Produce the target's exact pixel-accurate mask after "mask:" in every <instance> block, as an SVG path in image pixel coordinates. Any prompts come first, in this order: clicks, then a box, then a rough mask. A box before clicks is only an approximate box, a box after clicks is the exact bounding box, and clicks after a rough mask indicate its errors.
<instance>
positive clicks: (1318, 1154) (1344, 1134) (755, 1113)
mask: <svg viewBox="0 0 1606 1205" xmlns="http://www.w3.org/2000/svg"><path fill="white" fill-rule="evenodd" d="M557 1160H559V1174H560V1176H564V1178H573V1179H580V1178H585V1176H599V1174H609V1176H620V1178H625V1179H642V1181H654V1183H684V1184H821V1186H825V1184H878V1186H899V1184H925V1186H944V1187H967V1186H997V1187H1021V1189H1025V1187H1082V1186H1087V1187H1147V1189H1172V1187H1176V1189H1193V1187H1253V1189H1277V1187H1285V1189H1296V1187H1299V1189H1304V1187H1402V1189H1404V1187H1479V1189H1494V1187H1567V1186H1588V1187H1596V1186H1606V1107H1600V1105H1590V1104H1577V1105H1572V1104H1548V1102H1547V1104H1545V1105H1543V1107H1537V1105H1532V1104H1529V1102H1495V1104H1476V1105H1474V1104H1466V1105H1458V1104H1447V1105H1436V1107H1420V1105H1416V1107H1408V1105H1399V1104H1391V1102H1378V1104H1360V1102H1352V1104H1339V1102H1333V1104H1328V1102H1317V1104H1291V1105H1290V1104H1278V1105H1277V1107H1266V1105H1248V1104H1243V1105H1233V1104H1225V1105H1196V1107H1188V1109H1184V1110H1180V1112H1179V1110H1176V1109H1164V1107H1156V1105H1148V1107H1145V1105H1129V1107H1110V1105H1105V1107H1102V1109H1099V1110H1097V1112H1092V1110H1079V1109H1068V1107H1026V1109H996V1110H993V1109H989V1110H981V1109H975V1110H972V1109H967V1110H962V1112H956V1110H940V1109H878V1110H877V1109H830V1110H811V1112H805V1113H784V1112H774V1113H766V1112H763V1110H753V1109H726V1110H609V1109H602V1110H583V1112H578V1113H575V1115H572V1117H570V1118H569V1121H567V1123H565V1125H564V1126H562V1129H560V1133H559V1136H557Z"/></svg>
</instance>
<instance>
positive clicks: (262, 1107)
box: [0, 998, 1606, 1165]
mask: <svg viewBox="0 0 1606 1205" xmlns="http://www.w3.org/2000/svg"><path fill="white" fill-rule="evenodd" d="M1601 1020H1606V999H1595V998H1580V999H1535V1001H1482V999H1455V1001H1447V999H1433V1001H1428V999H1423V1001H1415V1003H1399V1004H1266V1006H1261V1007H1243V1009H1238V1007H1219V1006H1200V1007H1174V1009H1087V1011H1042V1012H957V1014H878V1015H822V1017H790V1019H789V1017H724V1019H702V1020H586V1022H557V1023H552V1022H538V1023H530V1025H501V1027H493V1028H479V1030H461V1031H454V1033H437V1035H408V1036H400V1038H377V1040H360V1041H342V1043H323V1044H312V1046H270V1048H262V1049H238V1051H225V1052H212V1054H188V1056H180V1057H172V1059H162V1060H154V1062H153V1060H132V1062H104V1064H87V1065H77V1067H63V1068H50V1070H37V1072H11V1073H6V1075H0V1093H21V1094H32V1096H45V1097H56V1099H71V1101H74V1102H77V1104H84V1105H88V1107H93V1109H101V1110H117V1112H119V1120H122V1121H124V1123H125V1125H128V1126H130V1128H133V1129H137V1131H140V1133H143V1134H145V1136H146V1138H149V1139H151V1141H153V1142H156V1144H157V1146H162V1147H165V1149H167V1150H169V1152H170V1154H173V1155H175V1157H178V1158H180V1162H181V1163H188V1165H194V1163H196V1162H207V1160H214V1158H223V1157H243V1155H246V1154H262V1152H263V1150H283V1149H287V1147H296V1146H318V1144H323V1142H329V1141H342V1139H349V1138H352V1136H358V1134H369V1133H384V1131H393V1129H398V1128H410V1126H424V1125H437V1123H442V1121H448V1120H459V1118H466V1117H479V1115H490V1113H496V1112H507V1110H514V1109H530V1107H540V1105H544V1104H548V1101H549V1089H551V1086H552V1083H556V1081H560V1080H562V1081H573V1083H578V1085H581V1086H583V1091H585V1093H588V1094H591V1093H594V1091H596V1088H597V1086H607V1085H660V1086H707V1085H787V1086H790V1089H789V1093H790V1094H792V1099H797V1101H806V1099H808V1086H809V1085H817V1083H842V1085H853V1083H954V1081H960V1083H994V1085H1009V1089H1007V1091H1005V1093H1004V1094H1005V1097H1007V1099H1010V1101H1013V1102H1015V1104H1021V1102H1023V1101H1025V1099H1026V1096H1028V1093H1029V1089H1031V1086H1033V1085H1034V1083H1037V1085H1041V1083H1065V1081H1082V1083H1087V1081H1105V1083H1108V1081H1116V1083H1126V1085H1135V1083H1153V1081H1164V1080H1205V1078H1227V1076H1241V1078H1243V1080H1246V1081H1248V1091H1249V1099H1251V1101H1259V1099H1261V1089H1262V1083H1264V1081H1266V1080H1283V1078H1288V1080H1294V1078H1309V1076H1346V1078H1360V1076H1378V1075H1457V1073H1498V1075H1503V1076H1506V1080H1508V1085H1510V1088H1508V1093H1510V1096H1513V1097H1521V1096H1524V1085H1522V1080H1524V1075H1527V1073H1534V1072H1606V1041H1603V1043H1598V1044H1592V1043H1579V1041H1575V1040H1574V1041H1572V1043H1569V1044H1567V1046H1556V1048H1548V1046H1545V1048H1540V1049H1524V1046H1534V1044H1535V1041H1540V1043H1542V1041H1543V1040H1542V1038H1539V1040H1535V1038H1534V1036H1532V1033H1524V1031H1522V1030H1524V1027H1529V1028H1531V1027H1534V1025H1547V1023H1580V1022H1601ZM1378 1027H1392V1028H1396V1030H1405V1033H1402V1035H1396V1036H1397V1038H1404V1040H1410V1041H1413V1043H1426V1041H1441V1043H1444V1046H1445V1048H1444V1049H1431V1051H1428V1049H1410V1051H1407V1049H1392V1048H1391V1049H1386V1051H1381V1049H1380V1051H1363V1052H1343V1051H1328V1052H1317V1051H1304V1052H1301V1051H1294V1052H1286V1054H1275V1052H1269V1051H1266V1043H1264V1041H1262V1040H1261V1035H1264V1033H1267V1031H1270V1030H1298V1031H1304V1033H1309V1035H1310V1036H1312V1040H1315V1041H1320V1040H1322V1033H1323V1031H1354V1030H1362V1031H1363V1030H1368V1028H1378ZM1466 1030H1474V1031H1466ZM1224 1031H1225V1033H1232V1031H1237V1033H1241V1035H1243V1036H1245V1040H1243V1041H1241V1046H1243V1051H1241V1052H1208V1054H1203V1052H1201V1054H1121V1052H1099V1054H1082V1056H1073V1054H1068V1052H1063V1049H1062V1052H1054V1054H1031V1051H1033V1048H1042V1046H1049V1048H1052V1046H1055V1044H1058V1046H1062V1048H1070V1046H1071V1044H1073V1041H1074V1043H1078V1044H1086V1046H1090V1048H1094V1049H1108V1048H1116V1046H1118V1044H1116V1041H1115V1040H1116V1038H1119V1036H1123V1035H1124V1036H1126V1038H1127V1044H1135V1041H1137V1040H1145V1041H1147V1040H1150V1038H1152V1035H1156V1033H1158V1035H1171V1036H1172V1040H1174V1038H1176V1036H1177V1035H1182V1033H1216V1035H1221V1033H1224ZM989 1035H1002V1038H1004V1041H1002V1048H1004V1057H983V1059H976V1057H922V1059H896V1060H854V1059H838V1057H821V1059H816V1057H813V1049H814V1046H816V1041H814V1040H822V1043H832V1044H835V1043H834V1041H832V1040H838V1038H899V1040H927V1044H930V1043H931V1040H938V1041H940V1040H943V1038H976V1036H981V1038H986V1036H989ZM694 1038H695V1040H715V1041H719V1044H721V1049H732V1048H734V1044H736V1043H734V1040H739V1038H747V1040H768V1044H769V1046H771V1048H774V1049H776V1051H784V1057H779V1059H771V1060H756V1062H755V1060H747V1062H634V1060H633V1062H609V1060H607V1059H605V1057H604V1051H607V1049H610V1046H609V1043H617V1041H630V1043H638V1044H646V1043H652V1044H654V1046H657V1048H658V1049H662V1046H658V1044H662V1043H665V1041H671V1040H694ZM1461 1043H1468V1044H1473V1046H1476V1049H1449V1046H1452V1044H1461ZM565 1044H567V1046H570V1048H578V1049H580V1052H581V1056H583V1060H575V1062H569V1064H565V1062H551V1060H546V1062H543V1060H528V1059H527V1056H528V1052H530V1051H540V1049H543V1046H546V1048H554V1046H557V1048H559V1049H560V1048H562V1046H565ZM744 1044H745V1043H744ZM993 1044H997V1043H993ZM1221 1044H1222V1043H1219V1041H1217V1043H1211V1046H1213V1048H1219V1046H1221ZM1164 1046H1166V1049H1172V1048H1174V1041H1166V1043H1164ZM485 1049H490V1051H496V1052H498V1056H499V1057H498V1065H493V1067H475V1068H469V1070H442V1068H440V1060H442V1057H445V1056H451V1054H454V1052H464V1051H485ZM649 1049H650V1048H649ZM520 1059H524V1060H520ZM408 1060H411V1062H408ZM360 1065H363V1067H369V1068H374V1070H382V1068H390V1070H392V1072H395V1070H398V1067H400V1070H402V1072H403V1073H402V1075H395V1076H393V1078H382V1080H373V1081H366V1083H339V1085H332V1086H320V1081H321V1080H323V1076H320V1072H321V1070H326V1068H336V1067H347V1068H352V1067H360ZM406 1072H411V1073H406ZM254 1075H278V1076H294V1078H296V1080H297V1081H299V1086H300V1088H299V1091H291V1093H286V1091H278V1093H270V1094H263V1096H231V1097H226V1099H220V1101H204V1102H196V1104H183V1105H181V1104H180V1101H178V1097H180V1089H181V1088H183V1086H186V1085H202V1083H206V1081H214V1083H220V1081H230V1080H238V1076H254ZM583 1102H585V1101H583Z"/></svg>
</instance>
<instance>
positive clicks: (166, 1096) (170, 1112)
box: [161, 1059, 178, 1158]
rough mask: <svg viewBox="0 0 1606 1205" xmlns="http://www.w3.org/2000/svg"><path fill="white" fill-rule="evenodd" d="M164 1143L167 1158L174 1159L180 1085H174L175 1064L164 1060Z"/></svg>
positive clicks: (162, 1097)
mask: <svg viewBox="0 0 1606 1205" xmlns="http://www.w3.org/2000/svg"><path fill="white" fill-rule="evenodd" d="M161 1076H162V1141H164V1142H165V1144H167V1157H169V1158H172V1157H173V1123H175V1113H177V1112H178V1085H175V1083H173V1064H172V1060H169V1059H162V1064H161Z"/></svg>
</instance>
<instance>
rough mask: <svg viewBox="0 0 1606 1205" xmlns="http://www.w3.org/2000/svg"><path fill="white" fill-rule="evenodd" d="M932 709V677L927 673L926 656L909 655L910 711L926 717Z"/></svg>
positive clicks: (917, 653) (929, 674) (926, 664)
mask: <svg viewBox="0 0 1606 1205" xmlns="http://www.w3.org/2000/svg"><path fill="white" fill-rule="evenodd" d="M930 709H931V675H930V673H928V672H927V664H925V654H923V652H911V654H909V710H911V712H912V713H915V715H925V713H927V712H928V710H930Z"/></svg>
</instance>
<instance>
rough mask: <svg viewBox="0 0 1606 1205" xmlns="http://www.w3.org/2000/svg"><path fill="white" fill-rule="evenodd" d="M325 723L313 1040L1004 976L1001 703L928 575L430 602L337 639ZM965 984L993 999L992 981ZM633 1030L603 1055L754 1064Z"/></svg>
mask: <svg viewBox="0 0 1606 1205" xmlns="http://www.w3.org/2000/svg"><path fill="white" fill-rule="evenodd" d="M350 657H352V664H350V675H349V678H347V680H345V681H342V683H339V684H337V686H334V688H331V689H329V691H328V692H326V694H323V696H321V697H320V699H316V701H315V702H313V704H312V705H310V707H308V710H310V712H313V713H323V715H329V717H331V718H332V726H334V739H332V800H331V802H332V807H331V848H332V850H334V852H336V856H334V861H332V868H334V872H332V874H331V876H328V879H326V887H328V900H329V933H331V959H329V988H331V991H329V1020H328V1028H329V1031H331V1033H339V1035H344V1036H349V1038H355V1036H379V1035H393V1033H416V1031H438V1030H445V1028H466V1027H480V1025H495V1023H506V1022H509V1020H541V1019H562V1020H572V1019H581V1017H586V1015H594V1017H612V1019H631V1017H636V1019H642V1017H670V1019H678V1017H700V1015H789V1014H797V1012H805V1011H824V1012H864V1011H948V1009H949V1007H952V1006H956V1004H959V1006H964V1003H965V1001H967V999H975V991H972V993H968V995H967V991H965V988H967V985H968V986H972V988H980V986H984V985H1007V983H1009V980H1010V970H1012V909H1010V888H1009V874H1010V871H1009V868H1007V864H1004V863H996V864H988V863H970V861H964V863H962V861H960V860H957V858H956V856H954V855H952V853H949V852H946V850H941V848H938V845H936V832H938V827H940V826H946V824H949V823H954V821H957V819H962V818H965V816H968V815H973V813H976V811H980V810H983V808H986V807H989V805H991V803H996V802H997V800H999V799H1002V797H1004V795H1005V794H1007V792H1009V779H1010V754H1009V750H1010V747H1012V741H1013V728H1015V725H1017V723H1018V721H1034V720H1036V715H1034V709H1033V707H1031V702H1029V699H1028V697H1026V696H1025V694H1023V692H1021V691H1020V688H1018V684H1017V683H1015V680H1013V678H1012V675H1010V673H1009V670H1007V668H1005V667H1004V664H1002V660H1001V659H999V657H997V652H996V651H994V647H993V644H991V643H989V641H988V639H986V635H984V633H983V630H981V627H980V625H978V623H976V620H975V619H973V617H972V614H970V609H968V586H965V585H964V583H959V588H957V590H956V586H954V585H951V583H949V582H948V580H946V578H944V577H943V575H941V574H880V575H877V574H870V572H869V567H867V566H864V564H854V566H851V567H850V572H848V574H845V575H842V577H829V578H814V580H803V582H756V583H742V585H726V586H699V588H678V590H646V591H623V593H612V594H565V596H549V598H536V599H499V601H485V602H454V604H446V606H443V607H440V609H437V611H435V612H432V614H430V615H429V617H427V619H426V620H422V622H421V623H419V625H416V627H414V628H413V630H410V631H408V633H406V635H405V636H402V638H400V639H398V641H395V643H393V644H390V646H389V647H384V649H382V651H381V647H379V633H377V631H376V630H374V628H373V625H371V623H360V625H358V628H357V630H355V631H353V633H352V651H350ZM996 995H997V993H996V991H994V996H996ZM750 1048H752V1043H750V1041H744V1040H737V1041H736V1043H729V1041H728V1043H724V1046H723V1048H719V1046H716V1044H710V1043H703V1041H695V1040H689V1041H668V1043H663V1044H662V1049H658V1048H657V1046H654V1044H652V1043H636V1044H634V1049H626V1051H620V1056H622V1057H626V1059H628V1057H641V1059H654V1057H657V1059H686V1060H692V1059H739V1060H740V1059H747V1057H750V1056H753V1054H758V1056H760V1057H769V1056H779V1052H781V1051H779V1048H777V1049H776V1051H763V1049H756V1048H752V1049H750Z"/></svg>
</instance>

What is required »
Provide the number of lines holding the word "clicks" within the material, without any other text.

Result »
6